### Source document

Come the Fall, I suddenly found myself with all my children in full day school for the first time. It was quite the departure from the freelance/but mostly stay-at-home mom gig I’d held for the decade previous. I was sad for the time that had ended, I was looking for work. I also was just starting to relish a new phenomenon in my life: free time! I used it to try every possible yoga class in the immediate area, getting to know different teachers and the different cultures at play in every different class (even in the same studios). New poses came around every corner. On occasion, when I pushed it too much, aches and pains did too.
And then I took a walk with an old friend and happened to just mention my struggle with chataranga – and she happened to know just what I meant! A new yoga bond was born and she introduced me to yet another studio, one where I found challenges beyond what I could have imagined. Here there was another wonderful teacher, a nurturing artistic soul of the type that gives you hope for the future.
At the same time, with my mind freed a bit from the constant juggling of hands-on parenting, I found new thoughts were creeping in from the sides – and inspired by a friend, I took the plunge into starting a blog. Writing has always brought me personal clarity as well as fun, and suddenly it was in my life again. Yoga got my mind into a place where the thoughts could arrange themselves in orderly and (to me at least!) enlightening fashion. The word yoga means “union” and here it truly has allowed me to bring together my passions into a new whole.

### Exercise task 1
Please write out the entries again for the stretch from the line containing "the boy's hand" through the end of the entries, requests included, and add -78 to every coordinate in the answers.
The yoga essay and the entries come from different sources.

### Items
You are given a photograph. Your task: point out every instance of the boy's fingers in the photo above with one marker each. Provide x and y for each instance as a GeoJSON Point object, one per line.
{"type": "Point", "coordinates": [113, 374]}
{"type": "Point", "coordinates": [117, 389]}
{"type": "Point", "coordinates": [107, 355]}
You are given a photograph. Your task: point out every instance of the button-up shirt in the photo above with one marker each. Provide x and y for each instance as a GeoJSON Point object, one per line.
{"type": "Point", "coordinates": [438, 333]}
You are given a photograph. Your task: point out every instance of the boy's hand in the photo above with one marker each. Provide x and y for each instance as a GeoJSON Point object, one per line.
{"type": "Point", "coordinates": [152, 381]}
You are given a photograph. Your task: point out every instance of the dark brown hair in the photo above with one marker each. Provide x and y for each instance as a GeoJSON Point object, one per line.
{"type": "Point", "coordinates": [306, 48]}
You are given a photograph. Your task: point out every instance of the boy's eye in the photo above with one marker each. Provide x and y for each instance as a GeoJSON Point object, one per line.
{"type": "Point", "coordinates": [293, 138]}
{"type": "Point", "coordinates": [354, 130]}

### Exercise task 2
According to the yoga essay, what does the word yoga mean?

### Right answer 1
You are given a photograph. Your task: point out every instance of the boy's hand in the photo above with one marker each. Provide x and y for each instance as a GeoJSON Point object, one per line.
{"type": "Point", "coordinates": [74, 303]}
You are given a photograph. Your task: point out every instance of the dark brown hair in the photo above with one marker each. Provide x and y for each instance as a GeoJSON Point object, one per line.
{"type": "Point", "coordinates": [228, -30]}
You are given a photograph. Your task: point out every instance of the boy's eye in the photo above with one marker each. Provide x and y for each instance as a GeoJSON Point object, one per line.
{"type": "Point", "coordinates": [215, 60]}
{"type": "Point", "coordinates": [276, 52]}

### Right answer 2
Union.